*DIRECTIVE*:
Return the whole listing below unchanged, reproducing every line in its original order with no additions or omissions.

*WORKING DATA*:
+ + + + + + +
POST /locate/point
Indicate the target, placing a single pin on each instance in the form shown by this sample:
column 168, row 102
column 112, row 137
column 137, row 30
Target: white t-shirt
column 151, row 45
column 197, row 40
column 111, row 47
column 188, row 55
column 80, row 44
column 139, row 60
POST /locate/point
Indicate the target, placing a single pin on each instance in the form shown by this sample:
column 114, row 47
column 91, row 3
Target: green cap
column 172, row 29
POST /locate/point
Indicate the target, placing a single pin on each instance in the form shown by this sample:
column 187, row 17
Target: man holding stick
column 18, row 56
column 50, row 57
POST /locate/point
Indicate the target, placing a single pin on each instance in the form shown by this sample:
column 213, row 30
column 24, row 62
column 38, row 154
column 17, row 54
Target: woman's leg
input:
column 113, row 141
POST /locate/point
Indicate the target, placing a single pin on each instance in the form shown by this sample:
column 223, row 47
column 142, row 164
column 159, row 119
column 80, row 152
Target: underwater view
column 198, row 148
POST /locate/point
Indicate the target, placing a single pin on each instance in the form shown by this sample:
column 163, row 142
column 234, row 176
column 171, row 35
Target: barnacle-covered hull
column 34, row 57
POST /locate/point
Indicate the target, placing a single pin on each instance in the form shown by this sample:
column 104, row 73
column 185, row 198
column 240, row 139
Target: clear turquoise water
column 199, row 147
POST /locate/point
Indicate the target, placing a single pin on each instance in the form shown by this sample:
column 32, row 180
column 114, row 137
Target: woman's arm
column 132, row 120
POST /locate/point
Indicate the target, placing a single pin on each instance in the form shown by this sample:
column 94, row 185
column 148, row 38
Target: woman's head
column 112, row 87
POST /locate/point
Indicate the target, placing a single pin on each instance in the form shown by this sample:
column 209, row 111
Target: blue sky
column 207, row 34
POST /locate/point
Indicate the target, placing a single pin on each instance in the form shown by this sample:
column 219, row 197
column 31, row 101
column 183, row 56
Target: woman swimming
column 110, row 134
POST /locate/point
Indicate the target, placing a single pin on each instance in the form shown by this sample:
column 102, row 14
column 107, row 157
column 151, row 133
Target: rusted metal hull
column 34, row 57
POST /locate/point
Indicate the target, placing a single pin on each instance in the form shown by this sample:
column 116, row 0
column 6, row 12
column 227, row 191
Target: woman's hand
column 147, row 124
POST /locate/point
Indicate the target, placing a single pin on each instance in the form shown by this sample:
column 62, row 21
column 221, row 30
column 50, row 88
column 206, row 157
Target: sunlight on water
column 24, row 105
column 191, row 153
+ + + + + + +
*EXERCISE ANSWER*:
POST /locate/point
Indicate the target, placing a single pin on each instance in the form shown by this sample:
column 168, row 102
column 112, row 137
column 137, row 30
Target: white t-shirt
column 151, row 45
column 197, row 40
column 111, row 47
column 188, row 55
column 80, row 44
column 139, row 60
POST /locate/point
Indicate the target, placing a single pin on each instance in the form shown by this sample:
column 114, row 47
column 91, row 3
Target: green cap
column 172, row 29
POST /locate/point
Indicate the target, placing a single pin on each instance in the form shown by this sample:
column 187, row 17
Target: man holding stick
column 18, row 56
column 50, row 57
POST /locate/point
Indicate the target, placing a single pin on each instance in the form shown by this sample:
column 213, row 30
column 24, row 62
column 38, row 154
column 17, row 54
Target: woman's leg
input:
column 113, row 141
POST /locate/point
Indicate the target, placing a single pin on each instance in the form shown by this sample:
column 223, row 47
column 142, row 164
column 159, row 119
column 80, row 152
Target: underwater view
column 198, row 148
POST /locate/point
Indicate the target, placing a single pin on each instance in the form shown by this sample:
column 163, row 142
column 234, row 176
column 171, row 35
Target: barnacle-covered hull
column 34, row 57
POST /locate/point
Indicate the target, placing a single pin on each instance in the form shown by this sample:
column 104, row 73
column 185, row 198
column 240, row 139
Target: clear turquoise water
column 199, row 147
POST /locate/point
Indicate the target, placing a single pin on each instance in the form shown by this sample:
column 32, row 180
column 114, row 137
Target: woman's arm
column 132, row 120
POST /locate/point
Indicate the target, placing a single pin on each instance in the form shown by this sample:
column 94, row 185
column 148, row 38
Target: woman's head
column 112, row 87
POST /locate/point
Indicate the target, placing a single pin on each instance in the form shown by this sample:
column 209, row 111
Target: blue sky
column 207, row 34
POST /locate/point
Indicate the target, placing a single pin on each instance in the form shown by this sample:
column 219, row 197
column 31, row 101
column 183, row 56
Target: woman swimming
column 110, row 134
POST /locate/point
Indicate the target, placing a single pin on each instance in the form shown by this sample:
column 102, row 14
column 107, row 157
column 151, row 133
Target: rusted metal hull
column 34, row 57
POST /locate/point
Indicate the target, placing a single pin on each instance in the form shown by this sample:
column 116, row 0
column 6, row 12
column 227, row 191
Target: woman's hand
column 147, row 124
POST /locate/point
Indicate the target, placing a single pin on each instance in the form shown by this sample:
column 62, row 21
column 221, row 30
column 50, row 88
column 206, row 157
Target: sunlight on water
column 24, row 105
column 191, row 153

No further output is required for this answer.